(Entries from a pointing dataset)
——
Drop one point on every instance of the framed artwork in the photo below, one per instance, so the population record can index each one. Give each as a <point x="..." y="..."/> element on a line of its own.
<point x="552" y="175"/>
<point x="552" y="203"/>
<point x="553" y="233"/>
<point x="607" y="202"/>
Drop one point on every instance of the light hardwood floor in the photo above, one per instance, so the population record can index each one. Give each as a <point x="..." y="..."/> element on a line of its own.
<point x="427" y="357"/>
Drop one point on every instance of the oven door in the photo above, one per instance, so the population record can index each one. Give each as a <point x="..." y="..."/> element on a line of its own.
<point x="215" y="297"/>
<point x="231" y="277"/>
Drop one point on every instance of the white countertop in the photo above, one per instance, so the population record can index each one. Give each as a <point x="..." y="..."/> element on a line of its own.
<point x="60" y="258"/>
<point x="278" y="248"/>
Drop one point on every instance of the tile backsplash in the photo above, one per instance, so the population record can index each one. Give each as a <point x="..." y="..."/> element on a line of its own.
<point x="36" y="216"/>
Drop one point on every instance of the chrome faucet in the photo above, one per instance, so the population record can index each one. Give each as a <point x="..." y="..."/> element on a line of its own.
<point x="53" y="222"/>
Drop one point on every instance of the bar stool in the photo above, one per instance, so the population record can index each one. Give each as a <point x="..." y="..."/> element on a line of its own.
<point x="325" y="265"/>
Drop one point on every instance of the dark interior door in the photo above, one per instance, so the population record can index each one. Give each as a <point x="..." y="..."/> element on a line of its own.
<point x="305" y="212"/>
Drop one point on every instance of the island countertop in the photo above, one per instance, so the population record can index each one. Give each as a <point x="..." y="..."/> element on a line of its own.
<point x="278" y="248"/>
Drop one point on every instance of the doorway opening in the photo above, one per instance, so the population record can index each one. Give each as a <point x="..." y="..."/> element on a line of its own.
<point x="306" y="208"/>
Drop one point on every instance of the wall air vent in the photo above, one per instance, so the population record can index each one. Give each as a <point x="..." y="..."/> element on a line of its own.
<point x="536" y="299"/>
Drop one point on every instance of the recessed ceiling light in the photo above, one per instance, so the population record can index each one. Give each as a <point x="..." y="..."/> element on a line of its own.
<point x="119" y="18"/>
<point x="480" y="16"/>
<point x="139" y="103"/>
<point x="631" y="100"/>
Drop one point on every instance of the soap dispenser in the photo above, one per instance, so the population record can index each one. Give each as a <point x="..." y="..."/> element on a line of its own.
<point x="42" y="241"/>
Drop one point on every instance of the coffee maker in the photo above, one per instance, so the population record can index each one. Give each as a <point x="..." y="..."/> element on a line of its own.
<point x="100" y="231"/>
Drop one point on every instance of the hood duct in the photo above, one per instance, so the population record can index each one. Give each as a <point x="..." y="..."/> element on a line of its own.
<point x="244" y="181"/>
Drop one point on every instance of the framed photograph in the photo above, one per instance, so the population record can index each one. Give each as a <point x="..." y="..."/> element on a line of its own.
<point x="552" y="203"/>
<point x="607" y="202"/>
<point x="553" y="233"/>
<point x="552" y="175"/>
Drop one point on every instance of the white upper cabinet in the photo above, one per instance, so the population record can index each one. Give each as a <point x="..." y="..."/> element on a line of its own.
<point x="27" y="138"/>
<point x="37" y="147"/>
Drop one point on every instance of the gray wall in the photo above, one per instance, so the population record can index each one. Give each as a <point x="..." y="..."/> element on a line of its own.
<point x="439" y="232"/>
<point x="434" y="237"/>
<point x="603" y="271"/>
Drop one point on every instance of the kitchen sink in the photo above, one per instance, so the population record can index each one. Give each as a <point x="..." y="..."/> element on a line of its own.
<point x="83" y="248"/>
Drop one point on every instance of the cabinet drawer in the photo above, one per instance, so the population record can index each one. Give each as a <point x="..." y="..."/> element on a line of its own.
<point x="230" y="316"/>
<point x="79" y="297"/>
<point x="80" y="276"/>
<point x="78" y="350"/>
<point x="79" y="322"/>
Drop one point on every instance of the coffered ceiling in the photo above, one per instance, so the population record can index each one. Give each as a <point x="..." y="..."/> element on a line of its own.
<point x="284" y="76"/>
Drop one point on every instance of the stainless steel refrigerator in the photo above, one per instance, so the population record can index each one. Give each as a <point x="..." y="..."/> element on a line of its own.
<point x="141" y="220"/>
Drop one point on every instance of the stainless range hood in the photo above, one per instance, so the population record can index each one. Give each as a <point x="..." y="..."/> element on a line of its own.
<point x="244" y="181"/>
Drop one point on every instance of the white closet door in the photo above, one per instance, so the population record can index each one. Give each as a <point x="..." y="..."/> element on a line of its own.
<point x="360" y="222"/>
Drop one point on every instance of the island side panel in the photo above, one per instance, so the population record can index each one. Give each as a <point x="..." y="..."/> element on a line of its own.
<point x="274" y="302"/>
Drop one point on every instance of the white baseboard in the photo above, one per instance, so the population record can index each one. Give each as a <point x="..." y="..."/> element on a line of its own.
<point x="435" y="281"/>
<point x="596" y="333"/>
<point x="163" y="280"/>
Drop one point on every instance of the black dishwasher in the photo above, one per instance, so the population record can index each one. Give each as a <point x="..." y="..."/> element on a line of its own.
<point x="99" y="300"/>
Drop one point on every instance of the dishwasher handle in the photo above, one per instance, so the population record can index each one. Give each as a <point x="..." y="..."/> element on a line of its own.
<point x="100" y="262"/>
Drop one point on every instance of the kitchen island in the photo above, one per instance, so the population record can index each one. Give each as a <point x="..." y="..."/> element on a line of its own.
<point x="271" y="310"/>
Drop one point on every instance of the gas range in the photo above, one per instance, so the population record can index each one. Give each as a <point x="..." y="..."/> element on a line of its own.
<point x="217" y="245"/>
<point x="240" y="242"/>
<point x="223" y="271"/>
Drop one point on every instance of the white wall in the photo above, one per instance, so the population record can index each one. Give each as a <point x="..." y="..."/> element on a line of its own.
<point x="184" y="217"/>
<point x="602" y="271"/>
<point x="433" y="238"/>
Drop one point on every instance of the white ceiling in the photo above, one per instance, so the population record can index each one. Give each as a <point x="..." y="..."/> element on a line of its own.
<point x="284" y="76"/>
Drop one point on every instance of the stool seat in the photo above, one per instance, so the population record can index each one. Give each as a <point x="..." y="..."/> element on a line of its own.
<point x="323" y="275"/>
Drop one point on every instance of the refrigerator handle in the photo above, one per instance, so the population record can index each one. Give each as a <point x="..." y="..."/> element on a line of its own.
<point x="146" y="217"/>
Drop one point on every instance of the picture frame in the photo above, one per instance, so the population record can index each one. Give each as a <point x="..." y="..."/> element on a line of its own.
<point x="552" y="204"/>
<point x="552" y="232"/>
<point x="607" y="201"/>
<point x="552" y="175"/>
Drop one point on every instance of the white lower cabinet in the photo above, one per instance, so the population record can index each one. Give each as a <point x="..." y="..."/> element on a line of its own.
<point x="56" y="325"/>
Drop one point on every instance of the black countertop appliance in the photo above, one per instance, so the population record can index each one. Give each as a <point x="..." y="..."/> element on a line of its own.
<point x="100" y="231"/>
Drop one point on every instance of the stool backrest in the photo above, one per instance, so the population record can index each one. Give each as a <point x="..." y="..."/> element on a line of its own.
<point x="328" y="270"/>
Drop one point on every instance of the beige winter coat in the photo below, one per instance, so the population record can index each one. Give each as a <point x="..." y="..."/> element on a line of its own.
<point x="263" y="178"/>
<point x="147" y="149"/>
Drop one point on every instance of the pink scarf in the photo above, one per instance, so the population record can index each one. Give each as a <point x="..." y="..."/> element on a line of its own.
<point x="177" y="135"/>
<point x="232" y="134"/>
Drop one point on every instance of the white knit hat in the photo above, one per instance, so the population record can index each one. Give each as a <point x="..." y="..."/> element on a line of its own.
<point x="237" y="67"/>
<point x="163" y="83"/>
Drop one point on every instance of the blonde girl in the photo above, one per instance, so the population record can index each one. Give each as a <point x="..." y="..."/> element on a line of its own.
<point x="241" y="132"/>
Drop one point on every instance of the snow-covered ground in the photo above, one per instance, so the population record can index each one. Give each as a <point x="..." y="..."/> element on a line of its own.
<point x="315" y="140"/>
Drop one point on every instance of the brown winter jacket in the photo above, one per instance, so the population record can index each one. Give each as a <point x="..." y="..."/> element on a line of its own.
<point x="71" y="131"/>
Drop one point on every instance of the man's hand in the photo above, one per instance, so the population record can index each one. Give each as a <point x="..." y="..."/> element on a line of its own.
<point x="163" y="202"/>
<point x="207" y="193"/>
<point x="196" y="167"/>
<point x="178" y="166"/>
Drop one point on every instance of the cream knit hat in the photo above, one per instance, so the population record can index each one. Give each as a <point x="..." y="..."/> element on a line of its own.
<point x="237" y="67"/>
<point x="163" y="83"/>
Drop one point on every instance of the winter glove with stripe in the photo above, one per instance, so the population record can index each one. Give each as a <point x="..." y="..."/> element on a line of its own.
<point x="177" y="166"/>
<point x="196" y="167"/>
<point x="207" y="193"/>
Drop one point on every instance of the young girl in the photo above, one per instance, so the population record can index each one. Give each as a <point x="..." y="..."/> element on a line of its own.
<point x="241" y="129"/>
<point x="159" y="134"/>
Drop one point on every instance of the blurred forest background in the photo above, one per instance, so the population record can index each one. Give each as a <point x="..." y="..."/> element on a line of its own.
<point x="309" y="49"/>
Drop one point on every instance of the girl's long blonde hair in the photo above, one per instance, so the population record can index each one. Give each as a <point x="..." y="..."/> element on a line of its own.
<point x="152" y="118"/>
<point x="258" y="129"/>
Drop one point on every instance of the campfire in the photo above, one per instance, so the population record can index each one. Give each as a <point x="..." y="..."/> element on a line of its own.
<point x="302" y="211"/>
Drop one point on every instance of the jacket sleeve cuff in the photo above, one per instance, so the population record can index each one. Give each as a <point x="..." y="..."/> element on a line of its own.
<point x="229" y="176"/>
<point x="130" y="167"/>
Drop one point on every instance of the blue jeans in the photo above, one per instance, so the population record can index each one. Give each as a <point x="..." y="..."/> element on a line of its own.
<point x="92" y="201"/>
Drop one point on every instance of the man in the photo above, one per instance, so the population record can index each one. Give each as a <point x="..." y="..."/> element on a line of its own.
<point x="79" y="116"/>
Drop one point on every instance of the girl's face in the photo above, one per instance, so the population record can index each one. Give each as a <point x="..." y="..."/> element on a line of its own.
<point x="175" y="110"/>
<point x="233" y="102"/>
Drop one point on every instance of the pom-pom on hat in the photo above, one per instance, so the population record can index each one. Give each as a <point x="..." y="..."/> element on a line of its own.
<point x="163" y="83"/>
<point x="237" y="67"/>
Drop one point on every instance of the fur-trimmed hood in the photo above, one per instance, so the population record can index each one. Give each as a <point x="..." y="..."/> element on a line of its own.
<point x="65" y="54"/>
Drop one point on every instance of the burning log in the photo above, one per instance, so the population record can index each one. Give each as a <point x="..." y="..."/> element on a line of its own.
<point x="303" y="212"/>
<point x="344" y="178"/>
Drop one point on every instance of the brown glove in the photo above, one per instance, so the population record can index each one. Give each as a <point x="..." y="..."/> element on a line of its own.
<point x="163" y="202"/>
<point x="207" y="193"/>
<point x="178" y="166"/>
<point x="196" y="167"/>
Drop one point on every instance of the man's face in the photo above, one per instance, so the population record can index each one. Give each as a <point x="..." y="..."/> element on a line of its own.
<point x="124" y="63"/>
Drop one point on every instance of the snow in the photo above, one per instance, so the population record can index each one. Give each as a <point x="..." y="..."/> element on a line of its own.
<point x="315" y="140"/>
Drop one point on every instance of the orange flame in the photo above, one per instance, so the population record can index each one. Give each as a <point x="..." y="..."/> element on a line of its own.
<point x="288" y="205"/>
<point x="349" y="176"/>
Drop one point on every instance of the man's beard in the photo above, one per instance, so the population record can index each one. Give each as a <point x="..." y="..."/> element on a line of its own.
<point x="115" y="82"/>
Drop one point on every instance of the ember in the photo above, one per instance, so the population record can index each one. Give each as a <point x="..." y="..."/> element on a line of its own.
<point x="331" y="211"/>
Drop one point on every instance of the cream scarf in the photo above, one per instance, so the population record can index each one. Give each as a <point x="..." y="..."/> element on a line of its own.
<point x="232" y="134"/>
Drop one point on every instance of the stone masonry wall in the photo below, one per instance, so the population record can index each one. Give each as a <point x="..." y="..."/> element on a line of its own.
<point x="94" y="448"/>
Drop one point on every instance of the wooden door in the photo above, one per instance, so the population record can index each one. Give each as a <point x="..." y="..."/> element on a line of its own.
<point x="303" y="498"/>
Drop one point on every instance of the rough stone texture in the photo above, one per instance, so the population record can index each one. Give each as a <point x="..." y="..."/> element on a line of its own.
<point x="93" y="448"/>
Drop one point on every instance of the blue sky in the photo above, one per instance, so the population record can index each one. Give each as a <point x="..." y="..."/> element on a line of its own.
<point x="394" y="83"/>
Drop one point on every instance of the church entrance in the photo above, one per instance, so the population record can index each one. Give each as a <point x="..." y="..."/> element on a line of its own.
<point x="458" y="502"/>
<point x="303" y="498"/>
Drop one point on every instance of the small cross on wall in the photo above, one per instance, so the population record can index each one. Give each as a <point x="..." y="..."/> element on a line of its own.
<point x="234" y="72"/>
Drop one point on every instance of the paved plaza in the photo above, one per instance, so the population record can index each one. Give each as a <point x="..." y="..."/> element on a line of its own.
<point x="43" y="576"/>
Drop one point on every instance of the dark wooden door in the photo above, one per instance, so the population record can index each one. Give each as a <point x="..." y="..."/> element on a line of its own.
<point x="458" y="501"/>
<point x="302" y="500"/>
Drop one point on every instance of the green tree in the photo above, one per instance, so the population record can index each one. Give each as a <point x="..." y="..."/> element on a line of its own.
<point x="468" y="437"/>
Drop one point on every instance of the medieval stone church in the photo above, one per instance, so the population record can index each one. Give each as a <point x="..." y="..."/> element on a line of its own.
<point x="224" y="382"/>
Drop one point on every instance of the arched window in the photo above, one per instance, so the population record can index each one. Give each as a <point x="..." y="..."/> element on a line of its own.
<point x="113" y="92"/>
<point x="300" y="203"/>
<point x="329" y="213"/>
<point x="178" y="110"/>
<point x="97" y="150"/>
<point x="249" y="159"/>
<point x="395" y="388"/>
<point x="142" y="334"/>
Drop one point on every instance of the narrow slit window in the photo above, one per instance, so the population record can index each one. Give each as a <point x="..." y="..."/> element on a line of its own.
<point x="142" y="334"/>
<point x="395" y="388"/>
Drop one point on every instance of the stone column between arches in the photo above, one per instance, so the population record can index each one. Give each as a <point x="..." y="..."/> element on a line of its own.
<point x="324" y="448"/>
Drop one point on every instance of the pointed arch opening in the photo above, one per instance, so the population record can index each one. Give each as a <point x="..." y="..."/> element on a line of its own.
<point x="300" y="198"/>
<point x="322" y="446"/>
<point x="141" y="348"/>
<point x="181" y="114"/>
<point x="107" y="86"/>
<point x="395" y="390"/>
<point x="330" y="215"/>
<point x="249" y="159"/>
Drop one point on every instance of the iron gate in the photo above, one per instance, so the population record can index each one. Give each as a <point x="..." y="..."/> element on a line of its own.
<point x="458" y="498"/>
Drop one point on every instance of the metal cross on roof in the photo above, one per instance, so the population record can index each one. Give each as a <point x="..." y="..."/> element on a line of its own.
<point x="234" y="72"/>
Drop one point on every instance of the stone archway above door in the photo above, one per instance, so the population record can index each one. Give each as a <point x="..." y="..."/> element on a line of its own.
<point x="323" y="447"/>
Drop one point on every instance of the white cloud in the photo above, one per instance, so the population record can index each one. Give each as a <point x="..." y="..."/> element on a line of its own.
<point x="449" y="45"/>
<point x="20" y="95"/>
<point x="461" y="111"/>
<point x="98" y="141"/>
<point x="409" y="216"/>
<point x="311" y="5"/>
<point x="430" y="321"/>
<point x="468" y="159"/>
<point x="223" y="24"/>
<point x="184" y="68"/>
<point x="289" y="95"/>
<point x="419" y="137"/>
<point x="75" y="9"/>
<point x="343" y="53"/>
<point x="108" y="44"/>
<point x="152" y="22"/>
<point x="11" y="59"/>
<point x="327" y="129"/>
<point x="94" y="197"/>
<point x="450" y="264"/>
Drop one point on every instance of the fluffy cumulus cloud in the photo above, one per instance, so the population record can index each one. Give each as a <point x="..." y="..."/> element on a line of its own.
——
### Work required
Output, unchanged, the lines from the line with "Drop one point on every instance of the iron" through the final line of the material.

### Full response
Drop one point on every instance of the iron gate in the photo above, one per instance, so the population record can index each one. Give each as a <point x="..." y="..."/> element on a line of its own.
<point x="458" y="498"/>
Drop one point on every instance of the metal cross on roof in the photo above, one per instance, so the population record can index each one. Give each as a <point x="..." y="..."/> element on a line of its own.
<point x="234" y="72"/>
Drop one point on every instance of the stone archway above door in the photo above, one per instance, so the population record can index each one. Give each as a <point x="..." y="..."/> element on a line of its own.
<point x="323" y="447"/>
Drop one point on every instance of the white cloud in the photo above, one per instance, so the population record can index each one. Give each as a <point x="..." y="..."/> element on a line of its own.
<point x="449" y="45"/>
<point x="20" y="95"/>
<point x="461" y="111"/>
<point x="98" y="141"/>
<point x="409" y="216"/>
<point x="311" y="5"/>
<point x="430" y="321"/>
<point x="468" y="159"/>
<point x="223" y="24"/>
<point x="184" y="68"/>
<point x="289" y="95"/>
<point x="419" y="137"/>
<point x="75" y="9"/>
<point x="343" y="53"/>
<point x="108" y="44"/>
<point x="152" y="22"/>
<point x="11" y="59"/>
<point x="327" y="129"/>
<point x="94" y="197"/>
<point x="450" y="264"/>
Drop one point on every instance of the fluffy cumulus cloud in the photo above, one per instance, so the population record can index each one. Give each as a <point x="..." y="..."/> element on a line of its own.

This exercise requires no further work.